## Ваши задания:
a - Ответьте на вопросы по отрывку о ребенке в мире Бергмана:
(i) Где встречаются Лив Ульман и Эрланд Йозефсон в финале «Сцен из супружеской жизни»?
(ii) Чье полотно висит и в отеле из фильма «Молчание», и в салоне бабушки Александра?
(iii) Какие две ипостаси отца названы в «Фанни и Александре»?
b - Продолжите отрывок о ребенке в мире Бергмана с того места, где он заканчивается.

## Выбранный отрывок:
# # # # #
Ребенок
Наталья Сиривля
Ребенок занимает в мире Бергмана особое место, поскольку является не частью его, не героем, не жертвой, а полноправным творцом. Иногда это выражено вполне откровенно, как в фильме «Персона», иногда нет, но, так или иначе, все фильмы Бергмана можно рассматривать как инсценировку различных драм инфантильного сознания, разыгрывающихся в декорациях интимного времени и пространства. Мир Бергмана напоминает детскую, где ребенок упоенно переставляет послушных кукол, солдатиков и драконов. Игрушки, в которые он играет, — прекрасны. Лучшие из них принадлежат волнующей сфере изображений и представлений: картинки, экраны, волшебный фонарь, куклы-марионетки. В этом мире есть и особые, укромные места для игр и полудетской любви: маленький домик-купальня на берегу моря в «Летней игре» (в таком же домике, заваленном всяким хламом, встречаются Лив Ульман и Эрланд Йозефсон в финале «Сцен из супружеской жизни»); иногда заменой домика становится лодка, как в «Лете с Моникой», или трюм потерпевшего крушение корабля из фильма «Как в зеркале»… Но и большой летний дом, где живут все вместе, одной семьей, где завтраки и обеды сменяются катанием на лодках и поцелуями украдкой в затененных комнатах; и зимний городской дом, украшенный к Рождеству в «Фанни и Александре», — такое же естественное пространство непотревоженного, упоительно-счастливого детства. Даже загадочный отель в «Молчании», где блуждающий по коридорам мальчик вдруг попадает в компанию лилипутов, — оказывается пространством игры, продолжением детской, миром пугающих и сладостных приключений…
Любопытно, что в отеле из фильма «Молчание» и в салоне бабушки Александра на стене висит одно и то же полотно Рубенса, пленившее воображение ребенка раскрепощенной игрой роскошных телесных форм. Искусство — та сфера, где игры ребенка соприкасаются с играми взрослых… Любимая забава Оскара в «Фанни и Александре» — театр, где все понятно, предсказуемо, согласованно, где все свои и все любят друг друга… Театр — царство абсолютной свободы для всемогущего режиссера, автора, демиурга, творца… Мир игры существует по ту сторону добра и зла, добром кажется здесь все то, что почитается злом с точки зрения взрослых: фантазии, безответственность, раннее знакомство с миром чувственных удовольствий… Зло же принимает форму захватывающе сладких, мстительных и жестоких фантазий, когда одним взглядом ты можешь убить своего врага и обидчика. Если же муки совести проникают в этот теплый и сладостный мир, они разрушают его и пророчат взросление, изгнание из Эдема…
Взрослый мир страшен в первую очередь тем, что предъявляет к ребенку требования, соответствовать которым он совершенно не в состоянии: здесь нужно отказаться от эгоистических желаний, заботиться о других, играть скучную роль равного самому себе, воспитанного и добропорядочного человека. Взрослые в фильмах Бергмана — это дети, лишь более или менее успешно приспособившиеся к новой жизненной роли. Счастливы те, кому, как бабушке Александра, удалось, несмотря на круг забот, дом, детей, внуков и служанок, остаться ребенком. Иные из них, как героиня Лив Ульман в «Персоне» или сын профессора в «Земляничной поляне», бунтуют и отказываются играть роли взрослых людей — роли родителей или супругов… Но самые несчастные персонажи в мире Бергмана — дети, к лицу которых приросла маска взрослых; те, у кого гипертрофированное суперэго сломало детский внутренний мир: епископ в «Фанни и Александре», Эстер в «Молчании», отчасти — профессор в «Земляничной поляне». Они страдают и заставляют страдать других, доходя порой до немыслимого садизма в стремлении навязать близким свои представления о долге и самоограничении. Отношения с родителями, что вполне естественно для детского мировосприятия, составляют в кинематографе Бергмана центральный мотив любой жизненной драмы. Образ матери, бесконечно значимый, causa sui — причина всех причин, завязка всех психологических узлов в его фильмах, неизменно двоится: мать предстает то властной, то беспомощной, то нежной, то эгоистичной, она награждает ребенка неисцелимыми душевными травмами, но она же хранит последние связи с блаженным Эдемом детства. Образ отца обладает гораздо меньшей значимостью и психологической плотностью. Его ипостаси в «Фанни и Александре»: добрый, но постыдно неудачливый Оскар и холодно-жестокий епископ. Однако чаще всего в образе отца Бергман воплощает не столько сыновнюю драму, сколько драму собственного незадачливого отцовства. Отец и сын в его фильмах чаще всего связаны ситуацией общей жизненной неудачи («Как в зеркале», «Земляничная поляна», «Фанни и Александр»).
# # # # #
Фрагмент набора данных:
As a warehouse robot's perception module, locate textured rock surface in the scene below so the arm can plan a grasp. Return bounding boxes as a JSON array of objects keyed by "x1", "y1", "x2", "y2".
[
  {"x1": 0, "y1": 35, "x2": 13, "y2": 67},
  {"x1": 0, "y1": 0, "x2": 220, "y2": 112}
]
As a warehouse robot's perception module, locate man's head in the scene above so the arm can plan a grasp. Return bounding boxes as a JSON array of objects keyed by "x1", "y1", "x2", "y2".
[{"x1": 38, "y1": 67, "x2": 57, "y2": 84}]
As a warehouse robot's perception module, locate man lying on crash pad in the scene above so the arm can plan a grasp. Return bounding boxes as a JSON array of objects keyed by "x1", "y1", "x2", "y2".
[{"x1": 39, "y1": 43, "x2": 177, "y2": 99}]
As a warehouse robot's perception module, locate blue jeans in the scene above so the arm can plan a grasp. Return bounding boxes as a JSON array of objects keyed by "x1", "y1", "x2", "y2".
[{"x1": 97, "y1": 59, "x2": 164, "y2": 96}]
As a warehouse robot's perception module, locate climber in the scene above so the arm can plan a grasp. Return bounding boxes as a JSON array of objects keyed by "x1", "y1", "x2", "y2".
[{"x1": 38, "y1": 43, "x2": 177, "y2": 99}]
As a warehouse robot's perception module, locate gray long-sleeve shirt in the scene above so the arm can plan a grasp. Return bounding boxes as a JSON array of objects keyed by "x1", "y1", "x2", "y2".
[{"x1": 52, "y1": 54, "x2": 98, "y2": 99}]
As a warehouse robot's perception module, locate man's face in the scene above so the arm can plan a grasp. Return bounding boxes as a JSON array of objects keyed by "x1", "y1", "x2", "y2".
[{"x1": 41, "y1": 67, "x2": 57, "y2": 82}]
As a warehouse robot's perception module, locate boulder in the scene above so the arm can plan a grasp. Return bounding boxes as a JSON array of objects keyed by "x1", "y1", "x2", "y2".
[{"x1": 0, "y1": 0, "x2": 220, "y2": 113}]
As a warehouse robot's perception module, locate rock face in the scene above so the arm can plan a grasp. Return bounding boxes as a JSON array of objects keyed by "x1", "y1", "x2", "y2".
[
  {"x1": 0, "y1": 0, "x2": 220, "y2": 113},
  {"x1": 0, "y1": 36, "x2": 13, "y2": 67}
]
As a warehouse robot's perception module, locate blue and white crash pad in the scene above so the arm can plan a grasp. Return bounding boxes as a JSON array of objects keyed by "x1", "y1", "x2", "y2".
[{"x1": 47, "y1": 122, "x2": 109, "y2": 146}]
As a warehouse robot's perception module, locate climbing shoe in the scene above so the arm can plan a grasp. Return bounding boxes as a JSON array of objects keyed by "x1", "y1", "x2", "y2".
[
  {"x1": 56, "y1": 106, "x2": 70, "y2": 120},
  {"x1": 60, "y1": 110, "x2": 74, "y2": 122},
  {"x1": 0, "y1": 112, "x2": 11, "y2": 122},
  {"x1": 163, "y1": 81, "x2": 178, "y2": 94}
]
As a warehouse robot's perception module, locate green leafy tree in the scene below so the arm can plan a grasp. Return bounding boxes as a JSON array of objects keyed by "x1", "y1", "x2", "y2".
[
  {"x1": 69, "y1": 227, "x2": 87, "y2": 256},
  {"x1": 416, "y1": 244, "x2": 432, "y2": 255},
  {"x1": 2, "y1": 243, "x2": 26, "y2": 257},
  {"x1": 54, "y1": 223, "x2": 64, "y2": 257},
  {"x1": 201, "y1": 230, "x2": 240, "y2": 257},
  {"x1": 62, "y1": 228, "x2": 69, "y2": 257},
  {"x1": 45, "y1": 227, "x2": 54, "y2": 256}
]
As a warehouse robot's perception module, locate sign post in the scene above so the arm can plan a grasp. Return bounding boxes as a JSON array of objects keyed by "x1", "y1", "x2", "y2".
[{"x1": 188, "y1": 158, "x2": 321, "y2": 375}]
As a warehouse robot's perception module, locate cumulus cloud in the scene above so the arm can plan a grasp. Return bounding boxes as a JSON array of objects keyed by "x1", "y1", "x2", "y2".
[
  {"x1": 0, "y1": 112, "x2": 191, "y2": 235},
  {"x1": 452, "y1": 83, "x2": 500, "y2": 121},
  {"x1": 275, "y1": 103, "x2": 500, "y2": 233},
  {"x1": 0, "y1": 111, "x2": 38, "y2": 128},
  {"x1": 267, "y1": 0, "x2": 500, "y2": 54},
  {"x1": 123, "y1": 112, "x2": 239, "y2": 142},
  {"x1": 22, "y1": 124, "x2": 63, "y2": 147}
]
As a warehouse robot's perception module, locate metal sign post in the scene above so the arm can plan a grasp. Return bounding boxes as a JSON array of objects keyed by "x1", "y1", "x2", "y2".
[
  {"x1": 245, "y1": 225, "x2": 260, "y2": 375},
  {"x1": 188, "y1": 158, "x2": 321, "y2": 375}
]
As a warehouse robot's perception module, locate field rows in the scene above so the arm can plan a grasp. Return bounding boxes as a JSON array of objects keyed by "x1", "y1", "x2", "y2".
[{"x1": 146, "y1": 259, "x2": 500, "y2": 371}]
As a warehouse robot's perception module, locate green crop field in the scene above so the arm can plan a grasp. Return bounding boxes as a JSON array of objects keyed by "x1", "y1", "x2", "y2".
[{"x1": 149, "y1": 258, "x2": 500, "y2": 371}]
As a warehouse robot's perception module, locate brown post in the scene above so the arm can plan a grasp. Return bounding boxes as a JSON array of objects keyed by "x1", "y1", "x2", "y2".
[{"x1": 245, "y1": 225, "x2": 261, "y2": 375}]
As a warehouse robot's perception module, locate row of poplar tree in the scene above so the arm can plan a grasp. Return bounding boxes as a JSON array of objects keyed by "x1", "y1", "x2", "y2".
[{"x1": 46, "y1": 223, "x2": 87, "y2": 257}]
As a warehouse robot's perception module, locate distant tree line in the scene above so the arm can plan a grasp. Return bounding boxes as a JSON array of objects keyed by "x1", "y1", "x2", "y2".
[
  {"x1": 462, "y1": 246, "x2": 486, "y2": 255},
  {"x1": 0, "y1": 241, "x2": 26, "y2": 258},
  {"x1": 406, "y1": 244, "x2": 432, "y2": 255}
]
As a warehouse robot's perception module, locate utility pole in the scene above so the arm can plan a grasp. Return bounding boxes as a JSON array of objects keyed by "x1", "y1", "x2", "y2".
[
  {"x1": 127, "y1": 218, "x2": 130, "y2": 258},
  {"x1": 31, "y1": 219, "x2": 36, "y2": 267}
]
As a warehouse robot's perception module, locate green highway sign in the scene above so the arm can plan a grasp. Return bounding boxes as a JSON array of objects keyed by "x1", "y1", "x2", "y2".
# # # # #
## Ответы:
a -
(i) В маленьком домике, заваленном всяким хламом, таком же, как домик-купальня на берегу моря в «Летней игре».
(ii) Полотно Рубенса.
(iii) Добрый, но постыдно неудачливый Оскар и холодно-жестокий епископ.

b -
На женщин в бергмановском мире можно положиться в большей степени, чем на мужчин. Женщина — мать, жена, сестра, любовница — олицетворяет теплое, любящее, нежное лоно, вне которого немыслимо никакое счастливое детство. Беда лишь в том, что безмятежно чувственные отношения ребенка и няни в какой-то момент перерастают в мучительно сложные отношения мужчины и женщины. Любовь безжалостно вырывает человека из замкнутого мира игры и превращает его из демиурга и автора — в партнера, целиком зависящего от другого и ответственного за него. Невозможность слиться с другим, невозможность полностью подчинить его себе и самому подчиниться необходимости нести на себе груз чужой жизни — один из самых трагических мотивов бергмановского кинематографа.
Но с этой горько-сладкой трагедией любви он все же справляется, выплескивая ее во все новых и новых вариациях любовного сюжета: от «Лета с Моникой» до позднего фильма «Благословенные». По-настоящему страшным является в бергмановском мире другое — ощущение опасности, идущей извне, ощущение неотвратимой угрозы, притаившейся где-то за стенами детского мира с его любовными драмами и кризисами взросления. Танки на улицах безвестного города в «Молчании», невнятные заявления каких-то китайцев, заставляющие покончить с собой одного из персонажей «Причастия», — все это лишь весьма приблизительные воплощения той холодной, иррациональной, гнетущей силы, которая правит миром, готовая в любой момент разрушить твою собственную реальность, словно карточный домик.
Полностью мотив этой тошнотворной и безысходной угрозы реализован в «Змеином яйце», где речь идет не столько о действительном фашизме, сколько о детском страхе перед реальностью, вовсе не склонной считаться с чьей-либо инфантильной жаждой жизни и наслаждений, где перечислены всевозможные жестокие обиды, которые внешний мир ни за что ни про что наносит беззащитному, играющему ребенку. Ответить на это ребенок может лишь игровым, волшебным (а может быть, и всамделишным: ведь дети, как и художники, обладают в мире Бергмана магической силой) уничтожением врага, как это делает Александр с помощью Исмаила в финале фильма «Фанни и Александр».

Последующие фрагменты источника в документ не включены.